[ACTIVITY]:
Retype the passage on force majeure and the doctrine of frustration word for word, in full.

[GIVEN PASSAGE]:
Toqeer advises the same, noting that force majeure clauses are designed to “suspend a party’s obligations when a specific event occurs, for example, an act of God”. 

He notes that those relying on force majeure “will likely have a period of time in which to continue their performance, failing which the other party can terminate the contract.” 

But for force majeure to be effective it must, says Else, be included within the contract and must detail the event that could cause the contract to be suspended. He gives another illustration: a contract includes a clause to say the obligations could be suspended due to a pandemic. But when restrictions ended the contract would be reinstated. 

This is why he says that “it is essential to look at the contractual terms if you are likely to be in breach of contract and demonstrate that the scope of the clause clearly fits the circumstances.” Another source of relative comfort for suppliers is the doctrine of frustration. 

As Toqeer describes it, this allows one side to assert that a contract should be terminated when an unforeseen event makes it impossible for them to perform their obligations. He adds that suppliers that wish to rely on this should note that it is seen as a last resort. 

Else concurs, saying: “It can assist a supplier and applies even if there is no specific written clause in the contract; in other words, it applies under common law principles.”

[DATA SHOWN]:
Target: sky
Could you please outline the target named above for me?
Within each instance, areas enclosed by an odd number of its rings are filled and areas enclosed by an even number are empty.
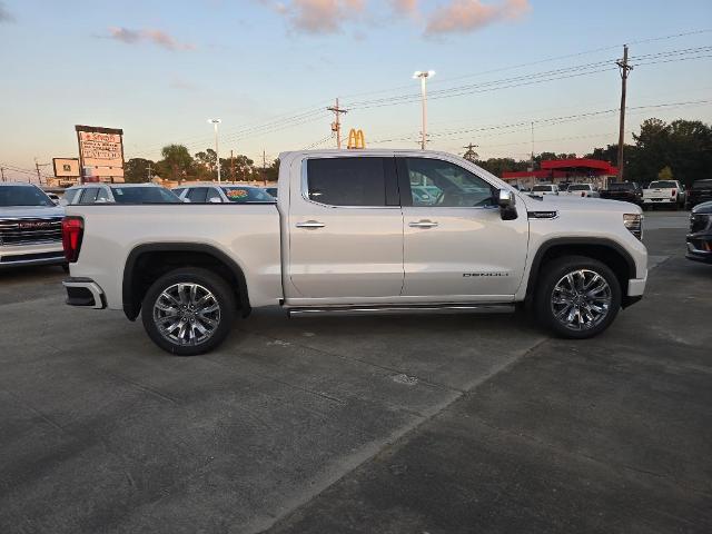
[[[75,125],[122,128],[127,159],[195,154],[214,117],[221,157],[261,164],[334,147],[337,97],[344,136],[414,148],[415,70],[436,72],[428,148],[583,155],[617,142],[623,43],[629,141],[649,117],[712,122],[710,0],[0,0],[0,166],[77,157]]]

[RESULT BELOW]:
Toqeer advises the same, noting that force majeure clauses are designed to “suspend a party’s obligations when a specific event occurs, for example, an act of God”. 

He notes that those relying on force majeure “will likely have a period of time in which to continue their performance, failing which the other party can terminate the contract.” 

But for force majeure to be effective it must, says Else, be included within the contract and must detail the event that could cause the contract to be suspended. He gives another illustration: a contract includes a clause to say the obligations could be suspended due to a pandemic. But when restrictions ended the contract would be reinstated. 

This is why he says that “it is essential to look at the contractual terms if you are likely to be in breach of contract and demonstrate that the scope of the clause clearly fits the circumstances.” Another source of relative comfort for suppliers is the doctrine of frustration. 

As Toqeer describes it, this allows one side to assert that a contract should be terminated when an unforeseen event makes it impossible for them to perform their obligations. He adds that suppliers that wish to rely on this should note that it is seen as a last resort. 

Else concurs, saying: “It can assist a supplier and applies even if there is no specific written clause in the contract; in other words, it applies under common law principles.”